> PASSAGE PROVIDED:
__________________________________________________
Interpretation
An understanding of the degree of likelihood associated with various symptoms and features in the clinical history can help assessment of patients with possible endometriosis in primary care.
The negative association between elevated BMI and endometriosis shown in the complete verification group is consistent with that demonstrated previously.44 This was not replicated across other groups. This may reflect a greater negative correlation between elevated BMI in higher risk populations in the all surgical cohorts who may have more severe disease. This possibility is consistent with previous studies, demonstrating a significantly lower BMI in those with severe compared to mild disease and a 12-14% decrease in the likelihood of endometriosis being diagnosed for each unit increase in BMI (kg/m2).32,45 The interplay between BMI and endometriosis pathogenesis, however, remains poorly understood.
The trend of data from the partial verification and database/self-reporting groups to demonstrate better performing accuracy measures was likely a reflection of the selection of controls. This effect seems to outweigh the possibility of an undiagnosed disease burden in those not exposed to a surgical reference standard. The accuracy of self-reported diagnosis of endometriosis has been assessed and performs well,46 false attribution of disease in the self-reporting group may therefore only present a small source of bias.
A greater specificity than sensitivity of tests may be associated with their correlation to disease severity. Dyschezia and dyspareunia have been linked to severe disease due to the involvement of a precise anatomical location in invasive disease, for example, but are less often present in mild cases.47,48 Tests showing a greater sensitivity such as dysmenorrhea were also less specific, which may only become specific for endometriosis in more severe forms.
Previous systematic reviews have similarly highlighted the heterogeneity and poor methodological quality of primary studies, limiting interpretation of findings.17,49 As our methodology allowed wide inclusion criteria, we applied a novel grading protocol to more quantitively assess limitations. Grading of evidence for index tests was performed for sensitivity and specificity by application of a visual pentagon model for grading of test accuracy studies described by Rogozinska and Khan.50 This methodology is described in detail elsewhere but briefly, studies were given a score of 0 to -2 in each of 5 domains: design (study design type); risk of bias (QUADAS 2 risk of bias); indirectness (QUADAS 2 applicability); inconsistency (visual assessment of inter-study variance in confidence intervals); and imprecision (width of confidence intervals). The complete verification group showed the fewest limitations, whist the database/self-reporting studies showed very serious limitations. There was greater limitation in the investigation category tests due to more highly selective populations and a generally higher inter-study inconsistency and imprecision.
__________________________________________________
> COMPLETE THE FOLLOWING:
- a) List the five domains in which studies were scored under the grading protocol described in the endometriosis passage.
- b) Reproduce the endometriosis passage from "A greater specificity" up to and including "more severe forms.", swapping "dysmenorrhea" for "painful menstruation".
__________________________________________________
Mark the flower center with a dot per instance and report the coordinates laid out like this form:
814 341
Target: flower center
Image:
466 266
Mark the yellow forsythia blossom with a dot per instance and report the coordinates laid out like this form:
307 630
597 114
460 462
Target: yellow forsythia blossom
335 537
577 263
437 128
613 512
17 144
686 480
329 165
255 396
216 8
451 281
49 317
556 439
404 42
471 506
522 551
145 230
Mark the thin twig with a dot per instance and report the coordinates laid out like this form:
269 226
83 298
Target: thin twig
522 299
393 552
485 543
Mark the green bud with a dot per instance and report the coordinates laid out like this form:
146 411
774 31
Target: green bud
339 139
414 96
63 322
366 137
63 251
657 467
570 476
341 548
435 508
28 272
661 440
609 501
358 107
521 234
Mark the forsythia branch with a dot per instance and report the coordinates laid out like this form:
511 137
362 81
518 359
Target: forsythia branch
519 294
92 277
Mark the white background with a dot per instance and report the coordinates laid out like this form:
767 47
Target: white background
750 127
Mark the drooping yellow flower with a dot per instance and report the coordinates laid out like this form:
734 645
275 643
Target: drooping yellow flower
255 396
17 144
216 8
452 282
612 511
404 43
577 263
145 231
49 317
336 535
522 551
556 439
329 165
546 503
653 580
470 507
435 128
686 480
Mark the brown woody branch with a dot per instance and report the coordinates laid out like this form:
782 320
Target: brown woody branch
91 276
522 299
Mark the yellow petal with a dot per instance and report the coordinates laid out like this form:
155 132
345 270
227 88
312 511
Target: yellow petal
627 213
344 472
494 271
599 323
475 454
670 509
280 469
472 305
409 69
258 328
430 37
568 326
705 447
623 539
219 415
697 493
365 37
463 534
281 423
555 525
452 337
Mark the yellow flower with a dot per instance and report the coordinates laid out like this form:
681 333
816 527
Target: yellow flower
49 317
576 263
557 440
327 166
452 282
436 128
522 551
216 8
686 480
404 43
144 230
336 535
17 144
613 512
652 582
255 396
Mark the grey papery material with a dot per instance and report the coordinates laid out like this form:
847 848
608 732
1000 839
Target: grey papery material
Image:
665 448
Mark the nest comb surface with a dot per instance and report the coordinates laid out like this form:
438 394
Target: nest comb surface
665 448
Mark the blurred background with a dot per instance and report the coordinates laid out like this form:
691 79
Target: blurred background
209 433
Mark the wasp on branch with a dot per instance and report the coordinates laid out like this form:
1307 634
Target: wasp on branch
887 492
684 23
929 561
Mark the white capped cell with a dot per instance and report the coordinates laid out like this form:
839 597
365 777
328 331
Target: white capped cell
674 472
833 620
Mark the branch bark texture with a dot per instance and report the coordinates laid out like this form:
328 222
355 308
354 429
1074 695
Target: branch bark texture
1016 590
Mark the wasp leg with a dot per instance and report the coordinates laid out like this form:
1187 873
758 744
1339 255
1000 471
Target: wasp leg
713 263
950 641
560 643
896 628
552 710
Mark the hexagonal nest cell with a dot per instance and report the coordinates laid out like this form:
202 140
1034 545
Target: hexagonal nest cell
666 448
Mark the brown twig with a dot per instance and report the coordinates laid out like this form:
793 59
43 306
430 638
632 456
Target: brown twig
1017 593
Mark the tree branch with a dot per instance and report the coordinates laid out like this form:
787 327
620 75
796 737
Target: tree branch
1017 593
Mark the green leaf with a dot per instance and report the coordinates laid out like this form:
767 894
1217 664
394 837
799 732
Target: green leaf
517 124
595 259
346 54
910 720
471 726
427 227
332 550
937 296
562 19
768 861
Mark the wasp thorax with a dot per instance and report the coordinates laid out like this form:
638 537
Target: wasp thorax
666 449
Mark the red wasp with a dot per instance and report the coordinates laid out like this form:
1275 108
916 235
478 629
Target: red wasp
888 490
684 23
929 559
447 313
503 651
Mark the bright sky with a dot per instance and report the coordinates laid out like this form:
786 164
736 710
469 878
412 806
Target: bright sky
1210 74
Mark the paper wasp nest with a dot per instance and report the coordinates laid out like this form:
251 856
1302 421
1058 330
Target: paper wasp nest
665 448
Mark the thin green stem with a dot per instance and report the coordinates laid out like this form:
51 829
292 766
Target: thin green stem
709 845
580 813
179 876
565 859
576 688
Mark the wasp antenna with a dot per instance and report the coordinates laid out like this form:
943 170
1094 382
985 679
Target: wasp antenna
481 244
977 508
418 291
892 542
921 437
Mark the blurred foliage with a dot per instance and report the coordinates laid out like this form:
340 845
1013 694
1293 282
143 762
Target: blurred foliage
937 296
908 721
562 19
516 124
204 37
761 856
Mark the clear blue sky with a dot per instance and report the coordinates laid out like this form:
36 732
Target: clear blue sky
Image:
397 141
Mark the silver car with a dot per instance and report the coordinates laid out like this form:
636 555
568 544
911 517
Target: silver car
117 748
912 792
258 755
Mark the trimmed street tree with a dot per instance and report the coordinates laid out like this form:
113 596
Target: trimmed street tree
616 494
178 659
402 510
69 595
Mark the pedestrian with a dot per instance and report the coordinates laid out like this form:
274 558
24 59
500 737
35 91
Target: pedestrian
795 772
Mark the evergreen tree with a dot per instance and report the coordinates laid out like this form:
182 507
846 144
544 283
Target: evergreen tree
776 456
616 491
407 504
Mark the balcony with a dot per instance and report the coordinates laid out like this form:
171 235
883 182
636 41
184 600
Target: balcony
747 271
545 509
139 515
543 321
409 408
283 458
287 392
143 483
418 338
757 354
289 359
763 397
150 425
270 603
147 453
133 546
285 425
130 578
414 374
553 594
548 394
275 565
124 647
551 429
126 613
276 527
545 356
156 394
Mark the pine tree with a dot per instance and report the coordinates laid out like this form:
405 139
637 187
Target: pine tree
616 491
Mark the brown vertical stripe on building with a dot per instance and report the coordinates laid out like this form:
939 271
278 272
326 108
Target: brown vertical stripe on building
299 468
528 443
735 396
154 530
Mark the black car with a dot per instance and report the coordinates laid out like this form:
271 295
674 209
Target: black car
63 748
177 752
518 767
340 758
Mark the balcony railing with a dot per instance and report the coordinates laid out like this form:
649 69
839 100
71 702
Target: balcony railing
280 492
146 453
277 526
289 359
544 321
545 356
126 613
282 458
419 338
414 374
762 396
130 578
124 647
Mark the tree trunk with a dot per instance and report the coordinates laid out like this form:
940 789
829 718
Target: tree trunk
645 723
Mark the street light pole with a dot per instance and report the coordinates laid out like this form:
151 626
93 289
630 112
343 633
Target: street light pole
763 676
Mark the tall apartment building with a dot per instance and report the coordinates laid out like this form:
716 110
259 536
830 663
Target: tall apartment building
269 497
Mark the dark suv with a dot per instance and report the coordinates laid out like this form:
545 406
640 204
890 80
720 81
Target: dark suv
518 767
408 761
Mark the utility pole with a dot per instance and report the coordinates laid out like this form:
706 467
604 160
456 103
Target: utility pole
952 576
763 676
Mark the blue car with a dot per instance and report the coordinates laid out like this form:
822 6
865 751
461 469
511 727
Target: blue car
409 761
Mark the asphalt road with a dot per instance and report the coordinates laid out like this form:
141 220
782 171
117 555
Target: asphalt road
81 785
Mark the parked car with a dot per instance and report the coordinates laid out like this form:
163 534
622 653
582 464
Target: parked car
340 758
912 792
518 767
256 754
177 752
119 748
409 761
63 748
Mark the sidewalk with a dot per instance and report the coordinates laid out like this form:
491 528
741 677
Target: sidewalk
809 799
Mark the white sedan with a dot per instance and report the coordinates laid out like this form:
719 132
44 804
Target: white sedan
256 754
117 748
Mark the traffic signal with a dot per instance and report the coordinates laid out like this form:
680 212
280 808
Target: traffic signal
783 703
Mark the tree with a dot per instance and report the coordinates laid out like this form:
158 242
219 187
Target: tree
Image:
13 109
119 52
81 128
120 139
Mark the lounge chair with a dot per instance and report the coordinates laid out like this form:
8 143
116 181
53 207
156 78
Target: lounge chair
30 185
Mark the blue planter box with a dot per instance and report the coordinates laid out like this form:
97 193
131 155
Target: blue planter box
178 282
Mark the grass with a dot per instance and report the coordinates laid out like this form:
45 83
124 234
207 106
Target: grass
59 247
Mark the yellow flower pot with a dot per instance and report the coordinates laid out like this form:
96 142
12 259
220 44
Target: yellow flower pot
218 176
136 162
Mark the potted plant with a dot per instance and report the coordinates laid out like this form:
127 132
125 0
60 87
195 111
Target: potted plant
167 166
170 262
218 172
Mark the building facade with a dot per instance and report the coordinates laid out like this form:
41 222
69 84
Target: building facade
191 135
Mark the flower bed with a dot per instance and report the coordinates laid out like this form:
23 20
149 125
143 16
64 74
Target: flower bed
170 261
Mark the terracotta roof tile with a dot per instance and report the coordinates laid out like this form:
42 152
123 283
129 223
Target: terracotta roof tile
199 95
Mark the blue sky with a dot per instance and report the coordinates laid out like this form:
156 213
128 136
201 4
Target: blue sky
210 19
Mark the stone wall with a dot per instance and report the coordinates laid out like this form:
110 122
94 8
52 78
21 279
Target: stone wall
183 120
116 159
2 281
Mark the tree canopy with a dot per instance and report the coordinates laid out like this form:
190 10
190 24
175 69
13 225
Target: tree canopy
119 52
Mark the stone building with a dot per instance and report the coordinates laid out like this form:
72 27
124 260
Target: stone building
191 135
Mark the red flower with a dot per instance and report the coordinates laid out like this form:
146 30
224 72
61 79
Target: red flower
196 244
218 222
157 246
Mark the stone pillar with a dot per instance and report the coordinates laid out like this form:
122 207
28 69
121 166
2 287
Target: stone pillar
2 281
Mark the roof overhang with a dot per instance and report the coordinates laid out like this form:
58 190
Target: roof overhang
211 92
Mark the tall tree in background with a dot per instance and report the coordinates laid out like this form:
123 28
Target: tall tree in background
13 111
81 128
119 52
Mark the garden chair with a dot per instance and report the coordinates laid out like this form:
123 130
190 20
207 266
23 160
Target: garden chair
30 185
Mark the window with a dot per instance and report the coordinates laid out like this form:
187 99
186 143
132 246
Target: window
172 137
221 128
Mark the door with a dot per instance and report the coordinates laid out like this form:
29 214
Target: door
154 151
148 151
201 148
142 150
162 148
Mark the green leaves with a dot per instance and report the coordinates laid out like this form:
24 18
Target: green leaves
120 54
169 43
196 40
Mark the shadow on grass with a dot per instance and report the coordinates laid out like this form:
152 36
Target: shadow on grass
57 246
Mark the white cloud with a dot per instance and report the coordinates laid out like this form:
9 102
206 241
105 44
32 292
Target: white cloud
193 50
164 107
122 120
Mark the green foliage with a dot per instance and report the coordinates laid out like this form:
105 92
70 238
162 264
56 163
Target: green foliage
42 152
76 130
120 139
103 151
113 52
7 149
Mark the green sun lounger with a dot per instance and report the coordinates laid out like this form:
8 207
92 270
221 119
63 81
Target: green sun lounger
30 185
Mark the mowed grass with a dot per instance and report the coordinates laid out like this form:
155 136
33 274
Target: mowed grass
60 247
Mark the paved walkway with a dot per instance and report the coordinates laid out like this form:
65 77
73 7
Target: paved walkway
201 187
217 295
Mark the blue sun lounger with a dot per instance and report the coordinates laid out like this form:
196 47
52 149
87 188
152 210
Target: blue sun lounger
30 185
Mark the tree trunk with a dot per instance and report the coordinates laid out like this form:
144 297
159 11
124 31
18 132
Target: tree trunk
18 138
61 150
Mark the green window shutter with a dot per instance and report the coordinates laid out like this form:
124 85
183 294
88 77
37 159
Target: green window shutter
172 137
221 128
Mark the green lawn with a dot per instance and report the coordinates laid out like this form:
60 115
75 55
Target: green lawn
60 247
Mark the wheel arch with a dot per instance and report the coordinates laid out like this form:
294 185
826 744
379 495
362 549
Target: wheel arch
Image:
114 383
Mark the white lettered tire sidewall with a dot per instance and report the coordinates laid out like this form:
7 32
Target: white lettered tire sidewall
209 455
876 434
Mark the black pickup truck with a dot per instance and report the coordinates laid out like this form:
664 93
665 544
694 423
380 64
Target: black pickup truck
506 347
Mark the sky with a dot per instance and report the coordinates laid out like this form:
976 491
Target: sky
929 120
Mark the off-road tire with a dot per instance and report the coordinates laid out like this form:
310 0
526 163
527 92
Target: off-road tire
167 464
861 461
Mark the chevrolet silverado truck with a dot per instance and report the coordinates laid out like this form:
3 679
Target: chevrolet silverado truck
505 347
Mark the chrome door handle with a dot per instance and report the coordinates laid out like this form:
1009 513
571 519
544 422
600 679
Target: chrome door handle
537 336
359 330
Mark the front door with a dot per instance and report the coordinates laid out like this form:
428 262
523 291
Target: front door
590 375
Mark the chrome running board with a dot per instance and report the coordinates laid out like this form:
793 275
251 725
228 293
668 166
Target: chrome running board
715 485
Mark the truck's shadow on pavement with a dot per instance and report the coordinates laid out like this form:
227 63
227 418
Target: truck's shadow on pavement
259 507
__________________________________________________
> SOLUTIONS TO THE PROBLEMS:
- a) Design (study design type), risk of bias (QUADAS 2 risk of bias), indirectness (QUADAS 2 applicability), inconsistency (visual assessment of inter-study variance in confidence intervals), and imprecision (width of confidence intervals).

- b)
A greater specificity than sensitivity of tests may be associated with their correlation to disease severity. Dyschezia and dyspareunia have been linked to severe disease due to the involvement of a precise anatomical location in invasive disease, for example, but are less often present in mild cases.47,48 Tests showing a greater sensitivity such as painful menstruation were also less specific, which may only become specific for endometriosis in more severe forms.